§ **Texto da página**:
TOULOUSE, FRANÇA (FOLHAPRESS) - Um zumbido no ouvido esquerdo persegue o operário aposentado José Vicente Correa dia e noite. Aos 86 anos, o barulho impertinente não só é um incômodo, mas também uma lembrança dos dias que ele tenta, em vão, esquecer. E para os quais ele hoje busca reparação na Justiça.

Foi em 29 de janeiro de 1970 que a casa onde viviam ele, sua mulher, seus dois filhos e sua mãe foi invadida por homens armados. Fazia três dias que a família dividia o domicílio de dois cômodos no bairro de Pirituba, zona norte de São Paulo, com Carlos Alberto Savério, conhecido como Adilson.

Correa o havia conhecido em reuniões do movimento sindical em fábricas de Suzano, na Grande São Paulo, onde vivia e trabalhava. "Sem greve, não tinha aumento de jeito nenhum", justifica ele.

Quando perdeu o emprego em Suzano, e conseguiu vaga numa fábrica de papel em São Paulo, foi Savério quem o ajudou a encontrar a casa em que se instalou com a família em Pirituba.

§ **Entradas de dados**:
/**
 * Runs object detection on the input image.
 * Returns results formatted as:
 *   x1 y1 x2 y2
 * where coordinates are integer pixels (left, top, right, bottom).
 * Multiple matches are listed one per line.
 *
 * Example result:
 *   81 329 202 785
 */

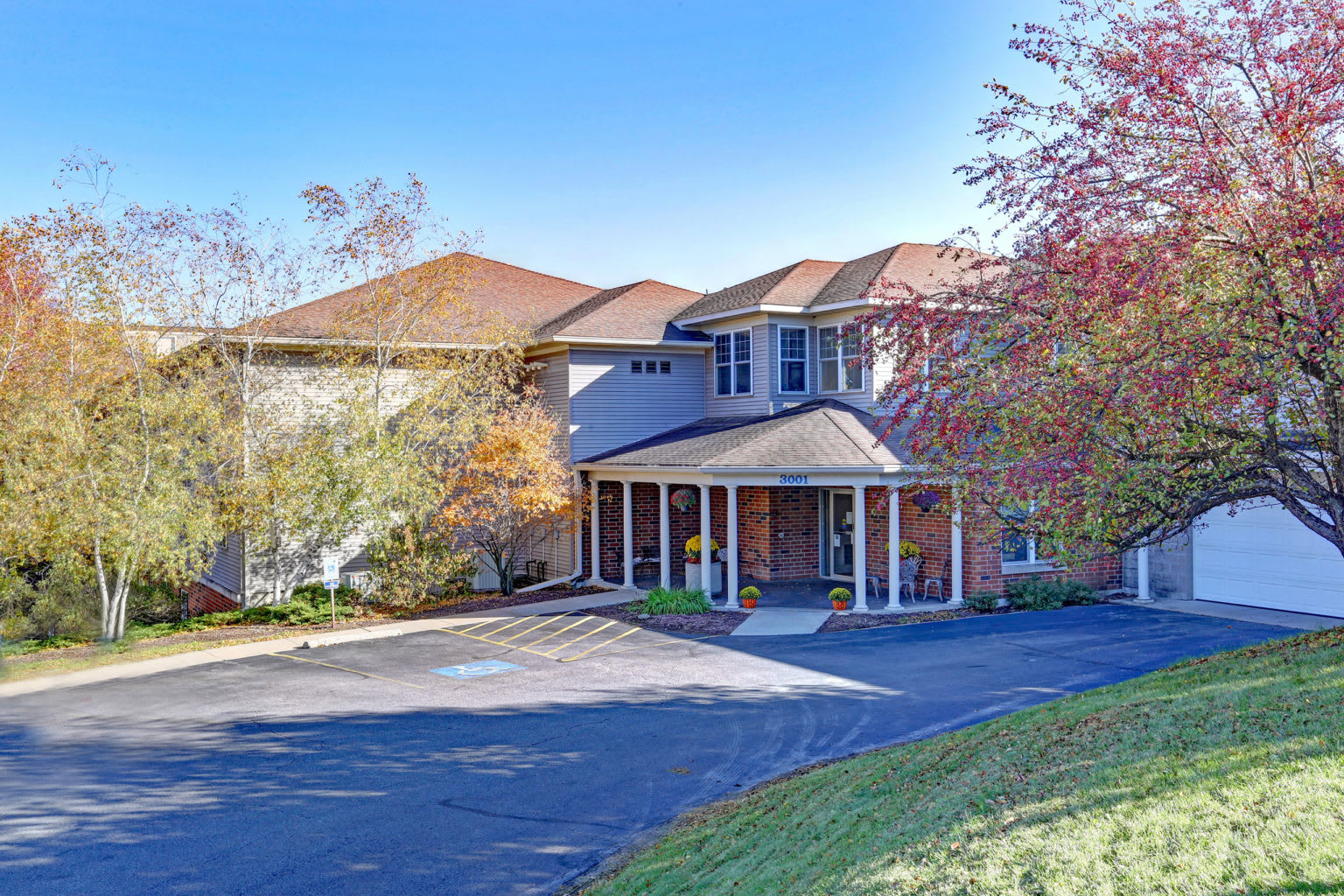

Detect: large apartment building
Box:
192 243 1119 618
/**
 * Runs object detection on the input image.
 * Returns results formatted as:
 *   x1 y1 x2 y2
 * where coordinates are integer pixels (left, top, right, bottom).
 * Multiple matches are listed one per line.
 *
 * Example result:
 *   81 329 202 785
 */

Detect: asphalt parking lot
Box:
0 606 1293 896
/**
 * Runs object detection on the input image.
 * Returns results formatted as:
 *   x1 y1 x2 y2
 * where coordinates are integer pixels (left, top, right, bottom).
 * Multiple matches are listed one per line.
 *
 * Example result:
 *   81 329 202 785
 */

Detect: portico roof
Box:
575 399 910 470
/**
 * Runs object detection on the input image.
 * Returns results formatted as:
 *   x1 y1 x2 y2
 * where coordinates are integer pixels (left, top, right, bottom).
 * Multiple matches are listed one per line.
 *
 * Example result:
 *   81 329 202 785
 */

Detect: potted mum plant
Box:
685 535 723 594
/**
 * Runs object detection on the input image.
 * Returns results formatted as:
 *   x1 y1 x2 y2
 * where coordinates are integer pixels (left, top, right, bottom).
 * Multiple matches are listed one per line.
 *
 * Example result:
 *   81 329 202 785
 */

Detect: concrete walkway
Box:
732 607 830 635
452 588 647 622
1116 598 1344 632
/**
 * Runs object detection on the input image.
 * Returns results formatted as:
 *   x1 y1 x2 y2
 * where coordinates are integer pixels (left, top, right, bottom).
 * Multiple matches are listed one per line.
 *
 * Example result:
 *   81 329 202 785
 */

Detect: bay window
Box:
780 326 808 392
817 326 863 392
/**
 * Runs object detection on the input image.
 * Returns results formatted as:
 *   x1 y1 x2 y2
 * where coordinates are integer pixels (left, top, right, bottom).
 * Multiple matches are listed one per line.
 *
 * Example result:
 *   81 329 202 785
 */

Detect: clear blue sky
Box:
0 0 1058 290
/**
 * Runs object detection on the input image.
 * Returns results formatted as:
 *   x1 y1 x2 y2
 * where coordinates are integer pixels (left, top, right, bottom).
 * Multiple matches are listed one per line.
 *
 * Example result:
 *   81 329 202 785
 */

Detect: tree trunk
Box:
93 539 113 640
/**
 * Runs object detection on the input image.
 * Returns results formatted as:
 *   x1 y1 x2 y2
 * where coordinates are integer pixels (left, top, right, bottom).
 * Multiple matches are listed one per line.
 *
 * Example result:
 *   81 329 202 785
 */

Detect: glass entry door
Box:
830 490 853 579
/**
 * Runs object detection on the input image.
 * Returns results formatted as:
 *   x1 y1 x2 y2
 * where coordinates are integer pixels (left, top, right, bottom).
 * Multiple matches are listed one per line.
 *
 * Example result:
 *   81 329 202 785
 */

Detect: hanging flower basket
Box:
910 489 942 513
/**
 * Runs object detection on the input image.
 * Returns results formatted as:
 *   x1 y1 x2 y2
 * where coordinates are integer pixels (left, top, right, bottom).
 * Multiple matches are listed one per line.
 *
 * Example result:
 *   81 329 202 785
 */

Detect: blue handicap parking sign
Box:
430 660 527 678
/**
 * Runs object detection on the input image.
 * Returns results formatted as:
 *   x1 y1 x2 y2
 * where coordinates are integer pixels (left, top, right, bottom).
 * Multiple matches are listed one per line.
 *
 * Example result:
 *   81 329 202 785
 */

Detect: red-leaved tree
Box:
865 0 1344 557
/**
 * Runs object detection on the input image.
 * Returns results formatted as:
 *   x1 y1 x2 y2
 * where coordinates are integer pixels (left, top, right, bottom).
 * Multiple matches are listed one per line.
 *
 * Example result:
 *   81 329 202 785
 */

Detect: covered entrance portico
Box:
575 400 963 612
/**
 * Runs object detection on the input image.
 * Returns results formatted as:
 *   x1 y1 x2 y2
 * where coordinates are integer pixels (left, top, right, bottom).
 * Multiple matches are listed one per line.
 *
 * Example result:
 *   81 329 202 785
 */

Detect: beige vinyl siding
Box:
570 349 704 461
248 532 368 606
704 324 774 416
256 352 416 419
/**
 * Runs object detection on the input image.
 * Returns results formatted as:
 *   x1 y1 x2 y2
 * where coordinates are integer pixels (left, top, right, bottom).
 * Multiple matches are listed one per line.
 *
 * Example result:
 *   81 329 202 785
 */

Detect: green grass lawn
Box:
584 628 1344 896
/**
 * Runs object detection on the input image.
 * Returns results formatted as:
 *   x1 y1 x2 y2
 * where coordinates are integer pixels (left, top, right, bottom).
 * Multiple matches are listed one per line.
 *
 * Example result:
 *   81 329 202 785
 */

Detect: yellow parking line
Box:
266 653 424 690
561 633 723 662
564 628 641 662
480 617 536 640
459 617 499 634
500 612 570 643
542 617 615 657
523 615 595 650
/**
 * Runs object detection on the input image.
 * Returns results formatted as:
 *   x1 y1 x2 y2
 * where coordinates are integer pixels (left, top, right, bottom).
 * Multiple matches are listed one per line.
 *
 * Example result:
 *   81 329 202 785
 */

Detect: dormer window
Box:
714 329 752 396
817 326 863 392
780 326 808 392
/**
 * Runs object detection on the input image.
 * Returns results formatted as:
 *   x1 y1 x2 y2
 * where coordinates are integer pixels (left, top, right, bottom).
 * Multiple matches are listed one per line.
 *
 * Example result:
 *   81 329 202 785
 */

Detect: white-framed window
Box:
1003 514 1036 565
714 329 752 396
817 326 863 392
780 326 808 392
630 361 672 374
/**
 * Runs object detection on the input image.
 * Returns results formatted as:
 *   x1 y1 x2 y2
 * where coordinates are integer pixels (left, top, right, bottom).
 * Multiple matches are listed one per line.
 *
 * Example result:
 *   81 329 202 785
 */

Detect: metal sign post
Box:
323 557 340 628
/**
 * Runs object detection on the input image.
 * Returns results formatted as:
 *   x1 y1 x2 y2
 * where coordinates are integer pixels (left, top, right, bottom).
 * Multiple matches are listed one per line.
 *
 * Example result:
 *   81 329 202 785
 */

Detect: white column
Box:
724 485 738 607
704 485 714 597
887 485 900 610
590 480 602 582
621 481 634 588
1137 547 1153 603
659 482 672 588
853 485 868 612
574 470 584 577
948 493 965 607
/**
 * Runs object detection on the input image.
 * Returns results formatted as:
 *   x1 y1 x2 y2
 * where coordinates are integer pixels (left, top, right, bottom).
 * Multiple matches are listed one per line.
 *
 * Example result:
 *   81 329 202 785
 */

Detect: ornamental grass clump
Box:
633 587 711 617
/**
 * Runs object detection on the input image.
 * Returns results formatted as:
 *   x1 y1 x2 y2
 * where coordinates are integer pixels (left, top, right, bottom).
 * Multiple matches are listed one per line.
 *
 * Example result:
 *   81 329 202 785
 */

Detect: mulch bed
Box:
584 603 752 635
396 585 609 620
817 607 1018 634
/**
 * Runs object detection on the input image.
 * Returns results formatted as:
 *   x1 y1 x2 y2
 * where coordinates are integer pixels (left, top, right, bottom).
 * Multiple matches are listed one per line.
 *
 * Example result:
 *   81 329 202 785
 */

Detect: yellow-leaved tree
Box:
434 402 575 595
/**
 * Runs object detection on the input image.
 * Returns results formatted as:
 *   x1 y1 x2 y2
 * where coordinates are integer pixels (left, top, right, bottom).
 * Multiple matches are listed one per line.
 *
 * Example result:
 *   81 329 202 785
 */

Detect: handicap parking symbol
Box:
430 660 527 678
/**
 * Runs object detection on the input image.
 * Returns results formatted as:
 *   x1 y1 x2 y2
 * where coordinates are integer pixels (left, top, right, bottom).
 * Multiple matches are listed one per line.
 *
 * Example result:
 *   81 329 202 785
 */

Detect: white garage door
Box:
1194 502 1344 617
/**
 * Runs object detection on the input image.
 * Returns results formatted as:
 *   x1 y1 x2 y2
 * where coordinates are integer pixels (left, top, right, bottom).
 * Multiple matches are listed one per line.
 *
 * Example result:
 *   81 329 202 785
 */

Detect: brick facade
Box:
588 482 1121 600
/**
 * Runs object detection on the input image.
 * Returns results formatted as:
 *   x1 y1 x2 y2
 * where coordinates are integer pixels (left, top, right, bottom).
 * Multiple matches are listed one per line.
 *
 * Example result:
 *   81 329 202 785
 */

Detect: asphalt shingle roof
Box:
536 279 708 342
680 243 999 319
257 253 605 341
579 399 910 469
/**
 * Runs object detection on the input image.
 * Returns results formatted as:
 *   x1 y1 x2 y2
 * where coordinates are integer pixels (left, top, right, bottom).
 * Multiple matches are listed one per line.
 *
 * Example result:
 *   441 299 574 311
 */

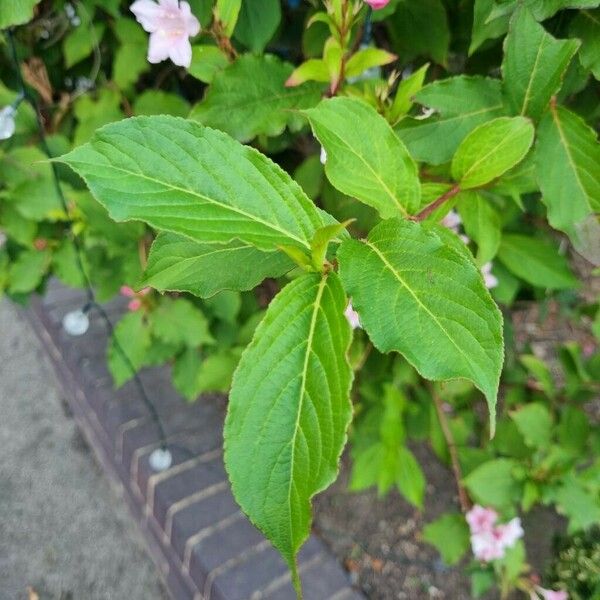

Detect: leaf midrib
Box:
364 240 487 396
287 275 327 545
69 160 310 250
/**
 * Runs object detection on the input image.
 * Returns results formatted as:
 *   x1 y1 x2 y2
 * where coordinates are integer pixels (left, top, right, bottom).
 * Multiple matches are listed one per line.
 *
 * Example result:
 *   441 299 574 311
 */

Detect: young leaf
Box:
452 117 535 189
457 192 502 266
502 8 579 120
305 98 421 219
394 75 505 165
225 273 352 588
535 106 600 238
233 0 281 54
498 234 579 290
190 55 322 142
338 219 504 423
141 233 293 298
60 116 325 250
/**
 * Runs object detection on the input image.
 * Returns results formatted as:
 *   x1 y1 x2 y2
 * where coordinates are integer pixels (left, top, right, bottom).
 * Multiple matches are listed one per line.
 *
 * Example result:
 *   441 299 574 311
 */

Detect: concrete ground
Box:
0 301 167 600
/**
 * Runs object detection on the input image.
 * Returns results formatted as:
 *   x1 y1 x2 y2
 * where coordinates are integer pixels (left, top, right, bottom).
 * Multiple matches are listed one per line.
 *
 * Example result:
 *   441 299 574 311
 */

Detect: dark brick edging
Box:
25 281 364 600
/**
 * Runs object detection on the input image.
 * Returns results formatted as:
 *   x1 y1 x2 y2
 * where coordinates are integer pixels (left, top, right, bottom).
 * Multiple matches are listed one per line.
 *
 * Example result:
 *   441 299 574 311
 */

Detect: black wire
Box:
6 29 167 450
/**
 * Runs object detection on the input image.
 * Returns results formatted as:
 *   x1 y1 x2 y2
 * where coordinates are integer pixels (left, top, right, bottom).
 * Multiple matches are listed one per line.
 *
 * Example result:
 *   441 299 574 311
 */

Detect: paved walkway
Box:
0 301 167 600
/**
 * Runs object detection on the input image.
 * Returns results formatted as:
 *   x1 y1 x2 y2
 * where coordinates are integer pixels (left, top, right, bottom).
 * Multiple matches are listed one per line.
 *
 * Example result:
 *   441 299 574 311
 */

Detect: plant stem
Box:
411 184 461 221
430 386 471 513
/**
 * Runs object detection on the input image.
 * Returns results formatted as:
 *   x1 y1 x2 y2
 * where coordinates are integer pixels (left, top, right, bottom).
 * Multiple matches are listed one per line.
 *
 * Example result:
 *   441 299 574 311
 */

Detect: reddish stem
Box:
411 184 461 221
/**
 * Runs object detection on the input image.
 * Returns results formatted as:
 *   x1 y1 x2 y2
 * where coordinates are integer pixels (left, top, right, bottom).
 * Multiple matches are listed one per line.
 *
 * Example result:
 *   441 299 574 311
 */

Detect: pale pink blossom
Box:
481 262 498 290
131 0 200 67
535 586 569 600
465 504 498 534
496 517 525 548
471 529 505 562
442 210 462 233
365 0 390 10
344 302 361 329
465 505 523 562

§ **Tarefa proposta**: Liste os familiares que moravam com José Vicente Correa na casa de Pirituba, segundo a reportagem sobre ele. As entradas foram tiradas de uma fonte diferente da do texto.

§ **Resultado do exercício**: Moravam com ele a mulher, os dois filhos e a mãe.